**The exercise**
Render the records below as a two-column CSV with the columns text and answer. Begin at the line with "Note. One marker is placed on each instance of the dark" and end with the line with "124), (139, 151)]", including both. Give one row per record, and put each field in quotes with its line breaks replaced by spaces.

**Listing**
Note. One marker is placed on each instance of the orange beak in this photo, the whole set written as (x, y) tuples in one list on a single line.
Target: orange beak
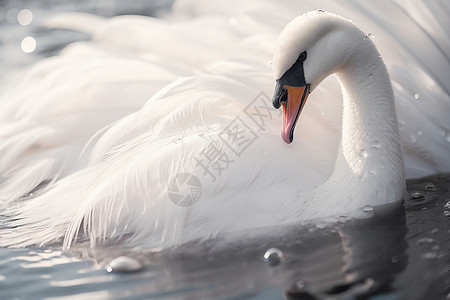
[(292, 108)]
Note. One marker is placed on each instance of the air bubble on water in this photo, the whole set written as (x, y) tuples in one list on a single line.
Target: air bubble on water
[(342, 219), (368, 209), (123, 264), (232, 21), (416, 195), (430, 255), (273, 256), (321, 225), (251, 285), (430, 186), (436, 248), (363, 153), (425, 240), (300, 285), (376, 144), (447, 136)]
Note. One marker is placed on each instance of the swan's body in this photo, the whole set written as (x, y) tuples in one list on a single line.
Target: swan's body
[(120, 192)]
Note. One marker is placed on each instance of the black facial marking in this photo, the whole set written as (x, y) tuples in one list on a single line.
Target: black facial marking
[(295, 77)]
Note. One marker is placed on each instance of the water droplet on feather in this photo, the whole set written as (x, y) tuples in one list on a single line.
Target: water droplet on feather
[(273, 257), (123, 264)]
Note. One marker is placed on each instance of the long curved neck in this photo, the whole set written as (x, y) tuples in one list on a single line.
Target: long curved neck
[(370, 155)]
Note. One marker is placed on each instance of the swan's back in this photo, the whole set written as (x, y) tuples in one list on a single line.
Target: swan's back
[(123, 149)]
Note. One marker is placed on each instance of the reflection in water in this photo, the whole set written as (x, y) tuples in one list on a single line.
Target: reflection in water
[(358, 257), (401, 254)]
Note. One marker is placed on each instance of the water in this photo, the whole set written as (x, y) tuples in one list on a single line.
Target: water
[(401, 255)]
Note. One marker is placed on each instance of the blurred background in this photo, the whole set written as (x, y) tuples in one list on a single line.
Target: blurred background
[(23, 38)]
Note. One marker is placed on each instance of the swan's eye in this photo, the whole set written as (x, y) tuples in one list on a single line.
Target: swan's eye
[(302, 56)]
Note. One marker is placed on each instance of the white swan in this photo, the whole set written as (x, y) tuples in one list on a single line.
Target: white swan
[(122, 192)]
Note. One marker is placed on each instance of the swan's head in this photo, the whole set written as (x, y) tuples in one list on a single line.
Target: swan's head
[(311, 47)]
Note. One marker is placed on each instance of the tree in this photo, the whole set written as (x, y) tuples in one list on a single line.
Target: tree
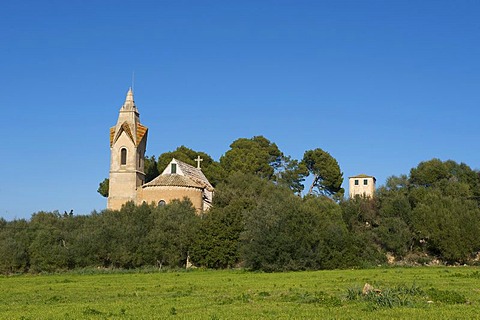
[(103, 188), (291, 173), (448, 226), (327, 177), (218, 242), (174, 229), (256, 156)]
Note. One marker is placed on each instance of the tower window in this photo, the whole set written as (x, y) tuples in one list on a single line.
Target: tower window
[(123, 156)]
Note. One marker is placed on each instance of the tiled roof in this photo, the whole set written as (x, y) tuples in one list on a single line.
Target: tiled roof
[(195, 174), (172, 180)]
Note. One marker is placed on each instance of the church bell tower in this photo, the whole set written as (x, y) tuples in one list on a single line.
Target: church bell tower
[(128, 141)]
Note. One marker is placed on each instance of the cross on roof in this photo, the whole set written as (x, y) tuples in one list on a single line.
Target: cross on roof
[(198, 160)]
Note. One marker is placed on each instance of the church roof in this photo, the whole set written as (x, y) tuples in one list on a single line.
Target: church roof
[(362, 176), (193, 173), (172, 180)]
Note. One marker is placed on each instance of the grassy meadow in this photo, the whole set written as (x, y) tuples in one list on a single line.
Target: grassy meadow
[(415, 293)]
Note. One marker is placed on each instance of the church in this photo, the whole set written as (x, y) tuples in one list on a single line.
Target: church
[(179, 180)]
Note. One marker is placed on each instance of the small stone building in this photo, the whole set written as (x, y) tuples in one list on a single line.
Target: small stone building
[(128, 141), (361, 185)]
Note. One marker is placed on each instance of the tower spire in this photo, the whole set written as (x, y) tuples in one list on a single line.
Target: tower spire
[(129, 102)]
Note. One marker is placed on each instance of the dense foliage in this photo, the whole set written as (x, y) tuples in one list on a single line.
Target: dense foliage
[(260, 221)]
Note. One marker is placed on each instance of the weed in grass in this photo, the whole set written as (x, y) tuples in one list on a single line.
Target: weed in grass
[(91, 312), (473, 275), (399, 296), (318, 297), (263, 294), (245, 297), (446, 296)]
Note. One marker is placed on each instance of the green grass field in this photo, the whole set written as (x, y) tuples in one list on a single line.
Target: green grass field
[(414, 293)]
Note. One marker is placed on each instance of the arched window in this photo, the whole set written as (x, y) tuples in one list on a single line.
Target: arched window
[(123, 156)]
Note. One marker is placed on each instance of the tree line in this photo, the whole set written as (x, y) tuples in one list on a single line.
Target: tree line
[(261, 220)]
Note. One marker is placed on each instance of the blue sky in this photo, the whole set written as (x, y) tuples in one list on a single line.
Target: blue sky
[(381, 85)]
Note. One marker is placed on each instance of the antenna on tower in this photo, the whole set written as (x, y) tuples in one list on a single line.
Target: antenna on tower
[(133, 81)]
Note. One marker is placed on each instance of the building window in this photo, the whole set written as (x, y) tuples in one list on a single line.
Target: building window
[(123, 156)]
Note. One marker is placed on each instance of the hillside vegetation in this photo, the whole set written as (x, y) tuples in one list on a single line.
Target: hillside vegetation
[(260, 222), (413, 293)]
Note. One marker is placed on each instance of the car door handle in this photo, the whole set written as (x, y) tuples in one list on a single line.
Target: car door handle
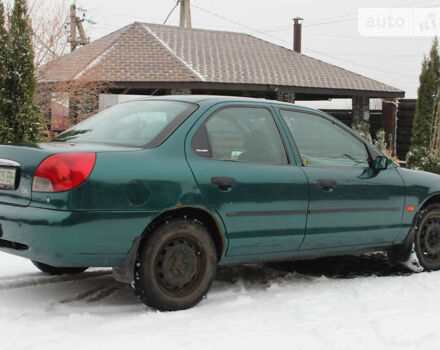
[(223, 183), (327, 184)]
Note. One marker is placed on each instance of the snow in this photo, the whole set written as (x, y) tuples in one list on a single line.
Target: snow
[(338, 303)]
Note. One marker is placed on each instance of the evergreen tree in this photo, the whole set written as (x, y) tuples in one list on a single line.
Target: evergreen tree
[(3, 41), (21, 116), (419, 156)]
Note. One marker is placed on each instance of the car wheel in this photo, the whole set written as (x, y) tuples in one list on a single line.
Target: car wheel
[(427, 238), (53, 270), (175, 265)]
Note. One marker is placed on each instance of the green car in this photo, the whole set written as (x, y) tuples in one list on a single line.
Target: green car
[(164, 189)]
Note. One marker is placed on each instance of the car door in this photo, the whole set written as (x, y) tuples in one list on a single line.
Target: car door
[(350, 203), (240, 163)]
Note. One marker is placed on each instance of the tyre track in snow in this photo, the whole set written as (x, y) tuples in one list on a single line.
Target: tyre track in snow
[(27, 282), (94, 295)]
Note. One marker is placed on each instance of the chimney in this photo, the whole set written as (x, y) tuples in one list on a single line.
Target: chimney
[(297, 29)]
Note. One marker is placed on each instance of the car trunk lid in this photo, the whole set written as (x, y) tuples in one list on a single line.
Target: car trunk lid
[(21, 161)]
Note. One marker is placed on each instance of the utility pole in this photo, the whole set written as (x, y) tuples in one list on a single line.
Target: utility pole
[(76, 23), (297, 33), (185, 14)]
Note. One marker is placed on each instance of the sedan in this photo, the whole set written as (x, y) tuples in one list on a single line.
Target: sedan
[(165, 189)]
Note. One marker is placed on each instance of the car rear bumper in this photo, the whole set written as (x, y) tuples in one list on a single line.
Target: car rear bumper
[(70, 238)]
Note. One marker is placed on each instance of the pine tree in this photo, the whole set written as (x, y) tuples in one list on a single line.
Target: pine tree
[(21, 116), (419, 155), (3, 42)]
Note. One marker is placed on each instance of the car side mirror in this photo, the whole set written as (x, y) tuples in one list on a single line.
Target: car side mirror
[(381, 163)]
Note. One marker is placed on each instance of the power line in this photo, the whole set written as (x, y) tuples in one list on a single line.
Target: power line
[(340, 19), (311, 50)]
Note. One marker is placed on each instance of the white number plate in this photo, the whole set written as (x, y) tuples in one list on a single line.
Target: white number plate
[(7, 178)]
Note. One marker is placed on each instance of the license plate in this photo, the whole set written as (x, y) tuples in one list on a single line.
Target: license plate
[(7, 178)]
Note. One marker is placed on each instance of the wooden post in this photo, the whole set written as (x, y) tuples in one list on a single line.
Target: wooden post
[(72, 40)]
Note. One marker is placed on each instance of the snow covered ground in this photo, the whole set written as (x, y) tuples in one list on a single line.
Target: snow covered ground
[(339, 303)]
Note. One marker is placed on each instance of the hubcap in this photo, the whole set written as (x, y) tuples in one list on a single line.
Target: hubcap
[(430, 239), (178, 265)]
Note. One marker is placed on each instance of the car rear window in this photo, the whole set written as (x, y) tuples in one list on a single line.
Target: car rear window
[(137, 123)]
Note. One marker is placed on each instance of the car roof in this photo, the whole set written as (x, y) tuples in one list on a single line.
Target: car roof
[(209, 98)]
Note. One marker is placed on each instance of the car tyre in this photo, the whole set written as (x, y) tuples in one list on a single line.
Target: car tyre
[(175, 265), (53, 270), (427, 238), (424, 252)]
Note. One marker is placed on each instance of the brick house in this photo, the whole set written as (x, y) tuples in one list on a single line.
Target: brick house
[(153, 59)]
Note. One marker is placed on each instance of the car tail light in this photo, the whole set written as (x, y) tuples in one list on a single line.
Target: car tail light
[(63, 171)]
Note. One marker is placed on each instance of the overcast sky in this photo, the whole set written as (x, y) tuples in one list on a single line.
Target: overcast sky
[(330, 30)]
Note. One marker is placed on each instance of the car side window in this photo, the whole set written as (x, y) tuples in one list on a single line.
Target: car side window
[(247, 134), (323, 143)]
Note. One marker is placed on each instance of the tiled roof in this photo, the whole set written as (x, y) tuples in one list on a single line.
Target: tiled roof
[(143, 52)]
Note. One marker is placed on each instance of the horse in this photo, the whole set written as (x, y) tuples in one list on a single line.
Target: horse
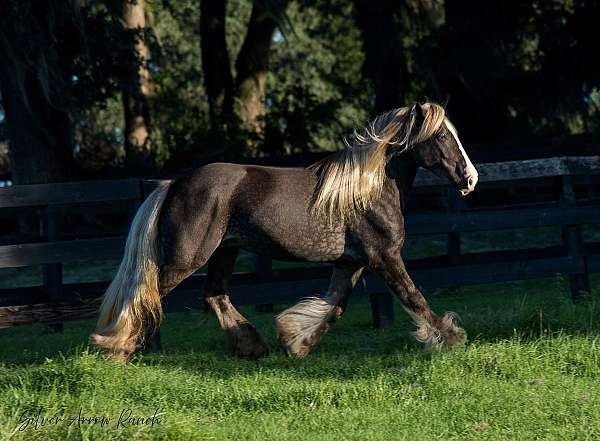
[(345, 210)]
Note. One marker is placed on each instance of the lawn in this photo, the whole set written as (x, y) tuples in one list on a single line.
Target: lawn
[(531, 370)]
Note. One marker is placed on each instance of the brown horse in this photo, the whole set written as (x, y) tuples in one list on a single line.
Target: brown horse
[(345, 210)]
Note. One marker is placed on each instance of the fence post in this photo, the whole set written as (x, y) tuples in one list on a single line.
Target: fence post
[(455, 204), (52, 272), (263, 267), (574, 245), (151, 342)]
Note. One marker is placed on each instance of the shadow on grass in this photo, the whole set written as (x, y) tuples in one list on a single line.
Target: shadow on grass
[(193, 341)]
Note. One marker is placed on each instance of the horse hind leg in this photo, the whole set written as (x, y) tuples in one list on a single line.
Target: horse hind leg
[(302, 326), (243, 338)]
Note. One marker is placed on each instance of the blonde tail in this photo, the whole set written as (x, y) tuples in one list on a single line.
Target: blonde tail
[(132, 303)]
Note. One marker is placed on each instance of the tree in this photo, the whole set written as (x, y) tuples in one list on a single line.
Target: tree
[(237, 105), (384, 58), (139, 149), (35, 85)]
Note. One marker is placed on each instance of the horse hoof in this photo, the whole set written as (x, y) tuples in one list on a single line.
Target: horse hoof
[(246, 342)]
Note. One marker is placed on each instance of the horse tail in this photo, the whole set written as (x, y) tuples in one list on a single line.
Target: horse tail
[(131, 305)]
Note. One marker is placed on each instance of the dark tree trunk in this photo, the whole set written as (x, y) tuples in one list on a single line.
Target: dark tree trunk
[(40, 135), (479, 73), (215, 61), (384, 60), (252, 66), (240, 124), (139, 151)]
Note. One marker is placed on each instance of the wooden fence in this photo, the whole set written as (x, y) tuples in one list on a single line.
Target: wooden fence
[(553, 192)]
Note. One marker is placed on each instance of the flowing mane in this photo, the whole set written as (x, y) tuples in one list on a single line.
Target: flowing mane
[(351, 179)]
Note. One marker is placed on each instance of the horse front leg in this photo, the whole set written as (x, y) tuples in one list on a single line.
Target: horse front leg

**In response**
text,answer
"Note. One marker is placed on each instance of the dark tree trunk in this photo, the whole set written as (x, y) tuples in one list on a single line. Target: dark tree trunk","[(40, 135), (479, 73), (215, 61), (384, 60), (252, 66), (240, 124), (139, 151)]"